Goal of the exercise: Return, word for word, the items that begin at the line containing "Target — tree bark." and run through the end of the items, including both the starting line and the last line.

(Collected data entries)
— START —
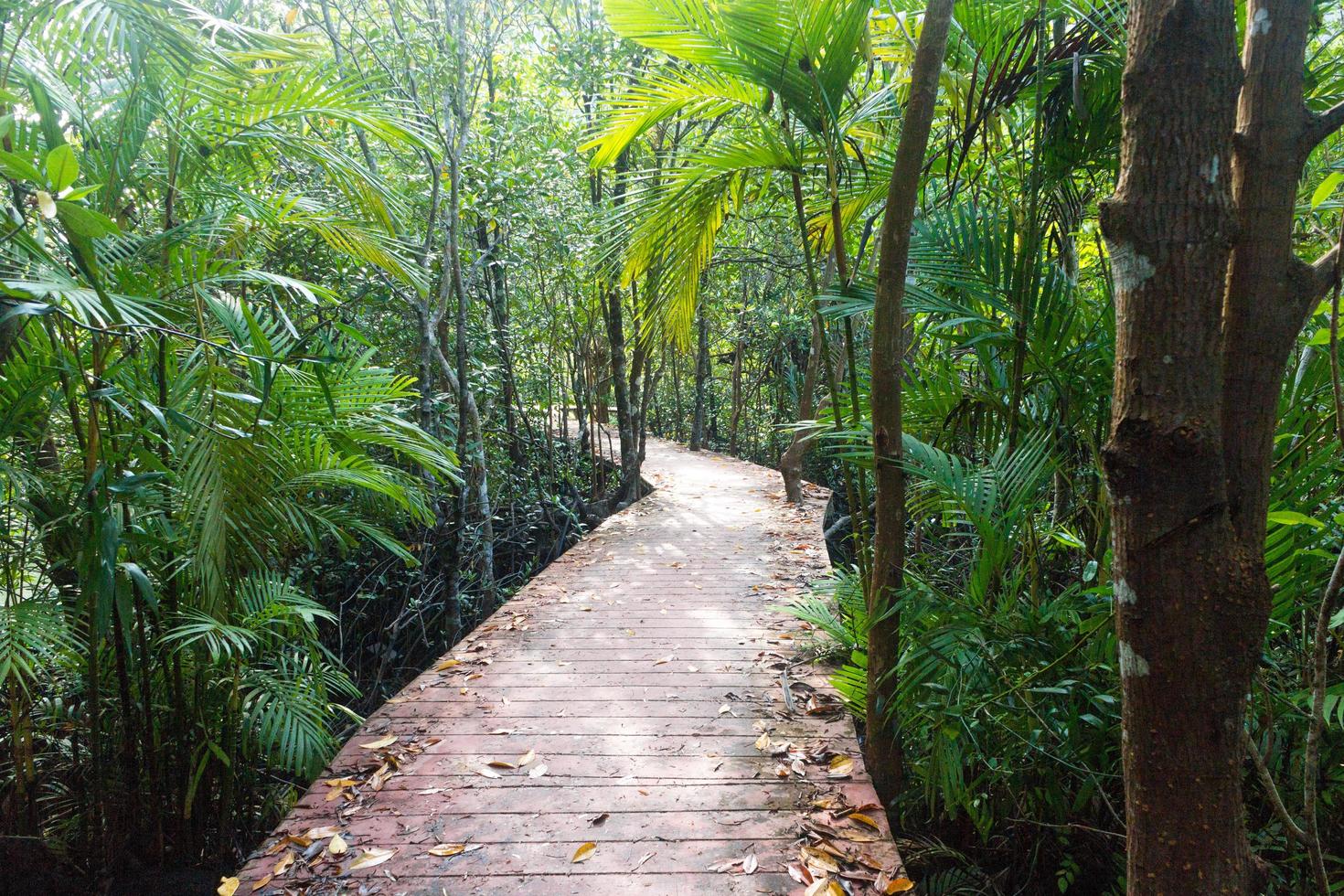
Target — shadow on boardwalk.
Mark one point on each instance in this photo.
(626, 709)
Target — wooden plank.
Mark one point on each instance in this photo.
(641, 672)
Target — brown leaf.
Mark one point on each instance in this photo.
(863, 819)
(448, 850)
(371, 858)
(840, 767)
(378, 744)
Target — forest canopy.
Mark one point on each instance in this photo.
(325, 325)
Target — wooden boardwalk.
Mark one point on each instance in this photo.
(621, 726)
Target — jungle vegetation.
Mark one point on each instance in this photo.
(1047, 292)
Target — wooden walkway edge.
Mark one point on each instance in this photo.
(618, 727)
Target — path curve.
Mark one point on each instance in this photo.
(636, 686)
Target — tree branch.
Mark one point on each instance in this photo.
(1321, 125)
(1323, 274)
(1275, 801)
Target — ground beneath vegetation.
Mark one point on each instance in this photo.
(636, 720)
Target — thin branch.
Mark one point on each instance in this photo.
(1272, 790)
(1323, 274)
(1323, 125)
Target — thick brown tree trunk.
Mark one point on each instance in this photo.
(889, 544)
(1209, 298)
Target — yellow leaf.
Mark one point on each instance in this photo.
(840, 767)
(371, 858)
(448, 850)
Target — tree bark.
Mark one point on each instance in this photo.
(1207, 304)
(702, 377)
(883, 743)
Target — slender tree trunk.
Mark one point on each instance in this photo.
(889, 544)
(702, 377)
(1209, 298)
(791, 463)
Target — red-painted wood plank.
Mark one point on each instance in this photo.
(637, 686)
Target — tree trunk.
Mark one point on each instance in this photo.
(702, 375)
(889, 544)
(1209, 298)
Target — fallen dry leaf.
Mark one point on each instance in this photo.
(371, 858)
(448, 850)
(840, 767)
(863, 819)
(824, 887)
— END —
Reply to the exercise:
Target — tree bark.
Mark one point on each instance in this photo.
(1207, 304)
(702, 377)
(883, 743)
Target — slender tree trunk.
Mark one point on each instance in this photo.
(889, 544)
(702, 377)
(1209, 298)
(791, 463)
Target — red-painted wood plank.
Mark one point on each instance in this photo.
(637, 686)
Target — tree trunk.
Mark one point on each instance in this photo.
(702, 375)
(889, 544)
(1209, 298)
Target — fallen dry leaf.
Mark one point on each instance in this photo.
(371, 858)
(448, 850)
(840, 767)
(863, 819)
(824, 887)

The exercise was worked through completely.